◆ **Teks Sumber**:
════════════════════
Halaman

Jumat, 28 Juli 2017

Drama, Fantasy dan Tidak Penting Lagi Apa Filmnya

“Trust me, women are expert in history of their romantic life!” Katamu mengakhiri perdebatan tentang film pertama yang kita tonton di bioskop. Aku percaya ingatanmu, selama itu tidak tentang dimana kamu meletakan kunci.

Cerita itu berakhir di jalanan London, lima tahun setelah kolera membunuh suaminya. Ini adalah adegan sebelum ia berpapasan dengan selingkuhan yang sekarang telah ia anggap seperti kotoran kucing. 

Kitty tampak anggun dengan gaun putih, menggandeng seorang anak laki-laki yang tidak pernah mengenal wajah ayahnya. Siang itu teduh, suasana khas jalan-jalan eropa, beku seperti lukisan kelabu dengan lanskap pucat. Hilir mudik orang-orang berjalan di trotoar, bergegas tanpa senyum sapa. Di depan toko bunga, wanita itu tertegun sejenak memandangi jejeran mawar.

“Konyol ya?” Kitty seperti berbicara sendiri, “Bunga-bunga ini akan mati dalam seminggu. Sangat tidak sebanding dengan harganya.”

Ia memandang bocah berusia lima tahun itu, yang punya nama sama dengan nama ayahnya, “Bagaimana menurutmu, Walter?”
════════════════════
◆ **Data penempatan titik**:
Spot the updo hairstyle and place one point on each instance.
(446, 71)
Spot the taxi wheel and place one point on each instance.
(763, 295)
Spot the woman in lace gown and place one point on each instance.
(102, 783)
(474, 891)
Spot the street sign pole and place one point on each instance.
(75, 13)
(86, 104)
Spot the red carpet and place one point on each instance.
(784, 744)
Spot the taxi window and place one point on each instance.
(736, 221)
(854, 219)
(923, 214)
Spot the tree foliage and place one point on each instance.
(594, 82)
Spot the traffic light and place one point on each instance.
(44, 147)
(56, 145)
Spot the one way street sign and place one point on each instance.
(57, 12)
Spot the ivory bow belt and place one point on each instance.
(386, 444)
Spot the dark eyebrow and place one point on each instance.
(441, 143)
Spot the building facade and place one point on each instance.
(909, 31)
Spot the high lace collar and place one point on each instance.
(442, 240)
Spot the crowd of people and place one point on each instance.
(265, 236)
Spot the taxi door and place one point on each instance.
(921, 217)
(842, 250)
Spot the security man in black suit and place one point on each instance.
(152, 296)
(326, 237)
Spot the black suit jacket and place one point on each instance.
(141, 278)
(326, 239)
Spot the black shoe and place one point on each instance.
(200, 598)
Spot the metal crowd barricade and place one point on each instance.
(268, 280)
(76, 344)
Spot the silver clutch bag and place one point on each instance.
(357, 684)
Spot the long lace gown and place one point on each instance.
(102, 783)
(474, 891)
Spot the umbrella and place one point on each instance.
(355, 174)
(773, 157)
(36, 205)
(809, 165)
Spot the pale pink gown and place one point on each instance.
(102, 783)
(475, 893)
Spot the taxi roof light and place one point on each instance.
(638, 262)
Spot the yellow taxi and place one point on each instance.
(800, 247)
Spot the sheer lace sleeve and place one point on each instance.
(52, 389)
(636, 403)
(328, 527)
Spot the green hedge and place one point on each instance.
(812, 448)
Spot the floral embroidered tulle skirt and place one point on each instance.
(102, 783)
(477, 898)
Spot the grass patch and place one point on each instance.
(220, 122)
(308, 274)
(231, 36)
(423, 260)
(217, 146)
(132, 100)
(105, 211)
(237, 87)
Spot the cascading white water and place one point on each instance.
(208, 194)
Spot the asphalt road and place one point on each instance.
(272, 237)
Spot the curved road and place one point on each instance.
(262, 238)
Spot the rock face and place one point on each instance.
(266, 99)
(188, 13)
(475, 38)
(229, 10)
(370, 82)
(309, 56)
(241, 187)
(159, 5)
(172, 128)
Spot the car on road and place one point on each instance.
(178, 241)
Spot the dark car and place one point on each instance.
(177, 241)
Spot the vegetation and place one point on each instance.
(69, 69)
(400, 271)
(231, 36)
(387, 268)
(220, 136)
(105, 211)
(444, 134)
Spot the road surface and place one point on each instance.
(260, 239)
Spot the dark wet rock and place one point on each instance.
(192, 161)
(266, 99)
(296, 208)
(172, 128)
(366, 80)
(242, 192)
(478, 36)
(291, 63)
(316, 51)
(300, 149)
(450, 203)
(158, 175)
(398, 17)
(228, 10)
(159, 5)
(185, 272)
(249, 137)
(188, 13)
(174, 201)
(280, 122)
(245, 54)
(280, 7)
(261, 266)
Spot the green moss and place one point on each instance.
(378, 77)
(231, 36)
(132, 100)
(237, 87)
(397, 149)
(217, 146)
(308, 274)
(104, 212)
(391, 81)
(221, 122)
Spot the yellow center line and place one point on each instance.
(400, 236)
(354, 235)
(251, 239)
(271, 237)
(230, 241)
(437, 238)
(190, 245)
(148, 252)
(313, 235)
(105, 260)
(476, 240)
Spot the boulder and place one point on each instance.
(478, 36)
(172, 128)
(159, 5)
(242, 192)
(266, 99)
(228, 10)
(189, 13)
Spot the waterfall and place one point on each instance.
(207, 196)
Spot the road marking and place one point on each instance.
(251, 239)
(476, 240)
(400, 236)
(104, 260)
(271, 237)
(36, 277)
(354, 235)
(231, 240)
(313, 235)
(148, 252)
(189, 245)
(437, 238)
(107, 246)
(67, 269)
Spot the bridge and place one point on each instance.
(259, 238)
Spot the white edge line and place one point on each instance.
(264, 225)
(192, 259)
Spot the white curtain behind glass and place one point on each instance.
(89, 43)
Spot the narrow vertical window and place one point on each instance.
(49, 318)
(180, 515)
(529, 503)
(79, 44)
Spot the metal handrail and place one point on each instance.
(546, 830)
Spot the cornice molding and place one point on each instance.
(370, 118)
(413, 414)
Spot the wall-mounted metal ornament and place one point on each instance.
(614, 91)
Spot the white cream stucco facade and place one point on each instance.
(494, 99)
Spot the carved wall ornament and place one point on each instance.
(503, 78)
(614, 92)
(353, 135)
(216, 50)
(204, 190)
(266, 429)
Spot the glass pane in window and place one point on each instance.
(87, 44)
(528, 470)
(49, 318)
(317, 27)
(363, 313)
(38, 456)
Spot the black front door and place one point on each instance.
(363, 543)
════════════════════
◆ **Tugas**: Menurut teks sumber, berapa lama setelah kolera membunuh suami Kitty cerita itu berakhir di jalanan London? Gunakan teks sumber saja sebagai dasar jawaban.

◆ **Jawaban Akhir**: Lima tahun setelah kolera membunuh suaminya.